* start *

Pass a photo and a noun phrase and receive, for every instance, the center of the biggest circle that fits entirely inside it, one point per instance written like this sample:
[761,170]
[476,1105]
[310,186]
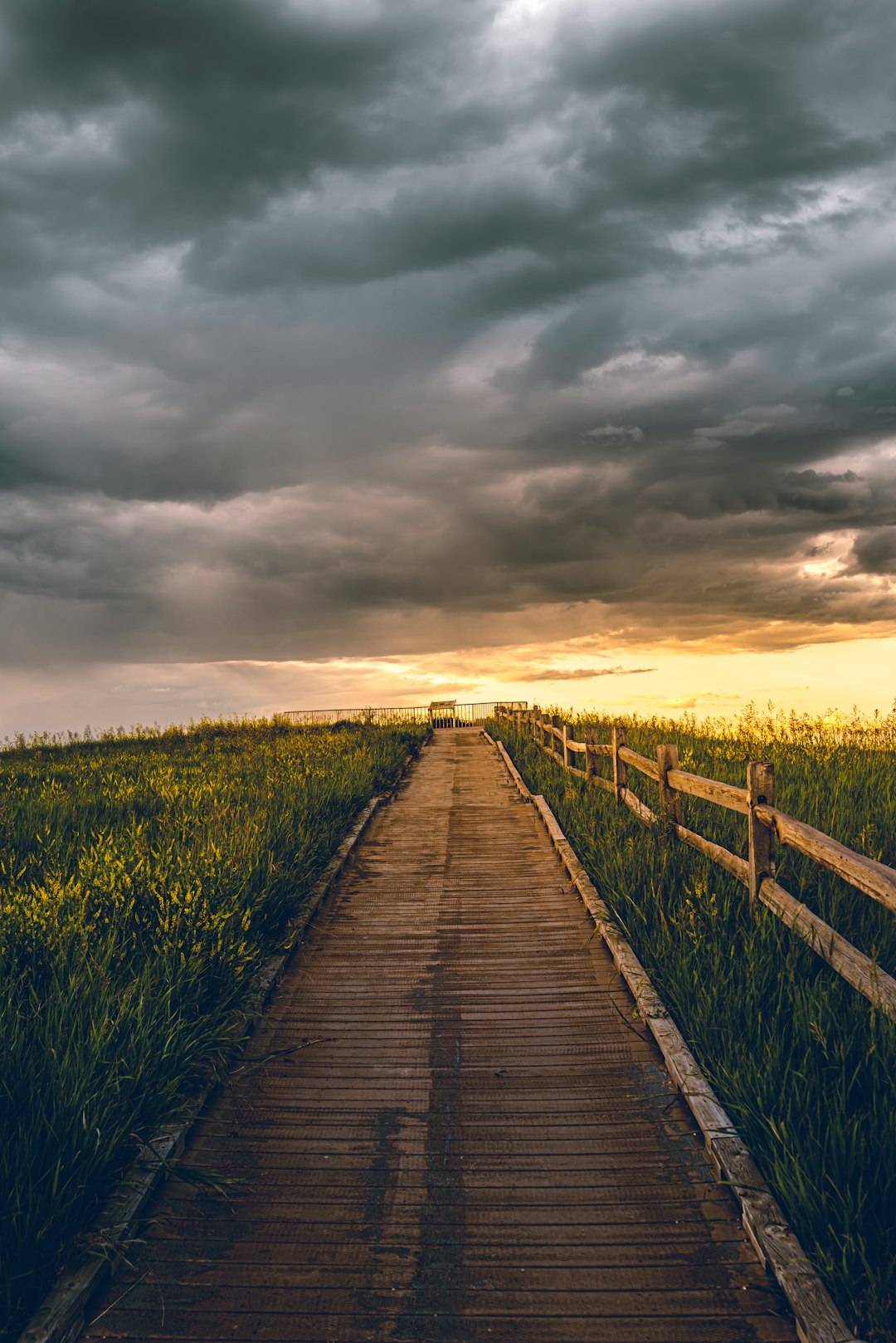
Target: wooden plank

* end *

• **EXERCISE REQUIREMENTS**:
Retype the data above line for line, without altering any wording, numbers, or punctuation, and leave the picture out of your answer.

• **RESULT BELOW**:
Pass a photo and a noun phrase and receive, for every instance, the center of the biggest circle that fits entirely inside it, one point per instance written like this sample:
[761,170]
[476,1105]
[310,186]
Target: wooden plank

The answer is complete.